*Information given*.
Start of Block

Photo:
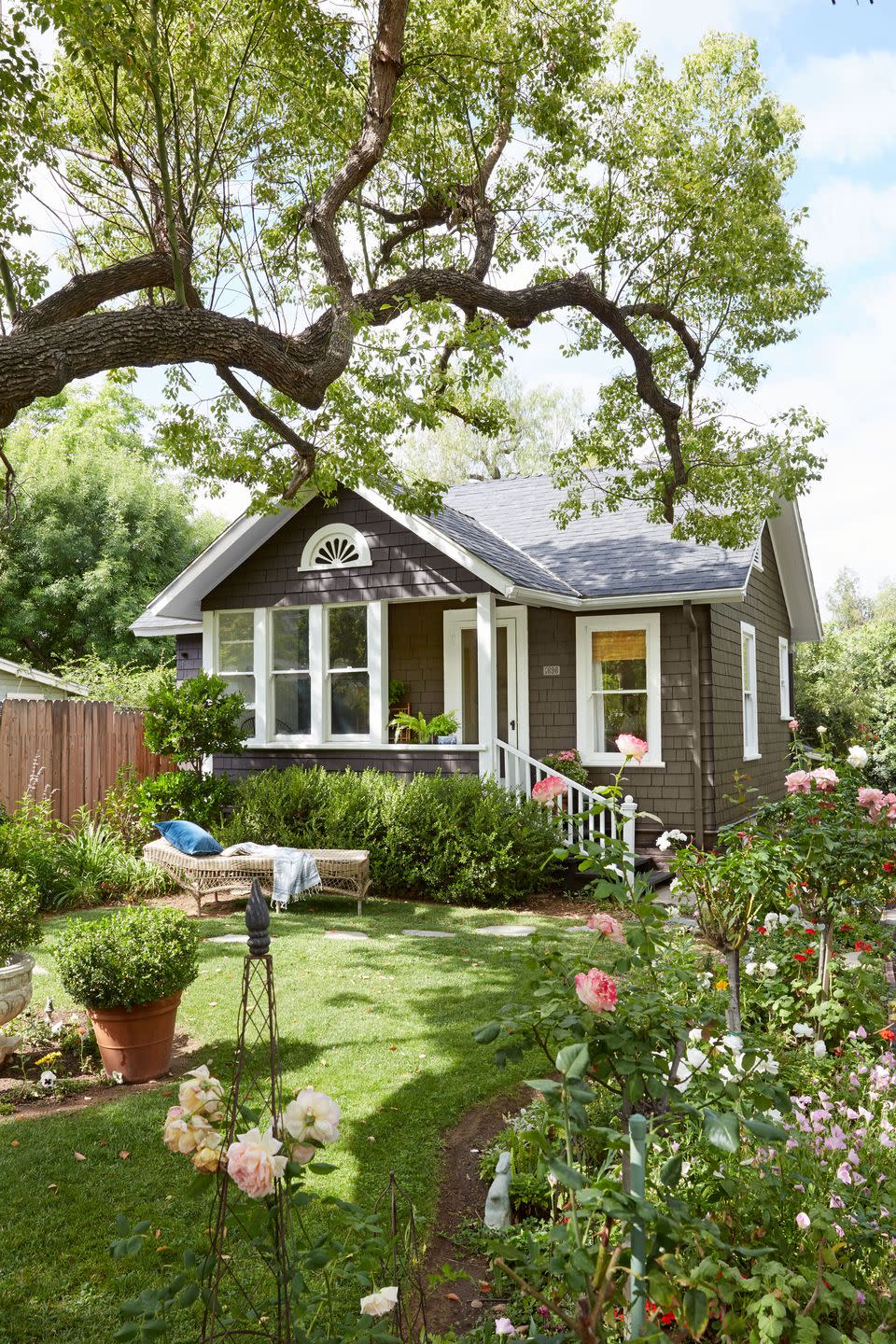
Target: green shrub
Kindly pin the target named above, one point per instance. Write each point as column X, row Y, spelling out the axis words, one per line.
column 182, row 793
column 195, row 720
column 83, row 864
column 19, row 914
column 128, row 958
column 455, row 839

End of Block

*The problem*.
All the lines above are to be reproduced exactly, except the pictures.

*Response*.
Photo:
Target: green shrub
Kindly pin the target named above, one point per instance. Write each point as column X, row Y, spelling out the axis words, one per line.
column 182, row 793
column 195, row 720
column 83, row 864
column 19, row 914
column 128, row 958
column 455, row 839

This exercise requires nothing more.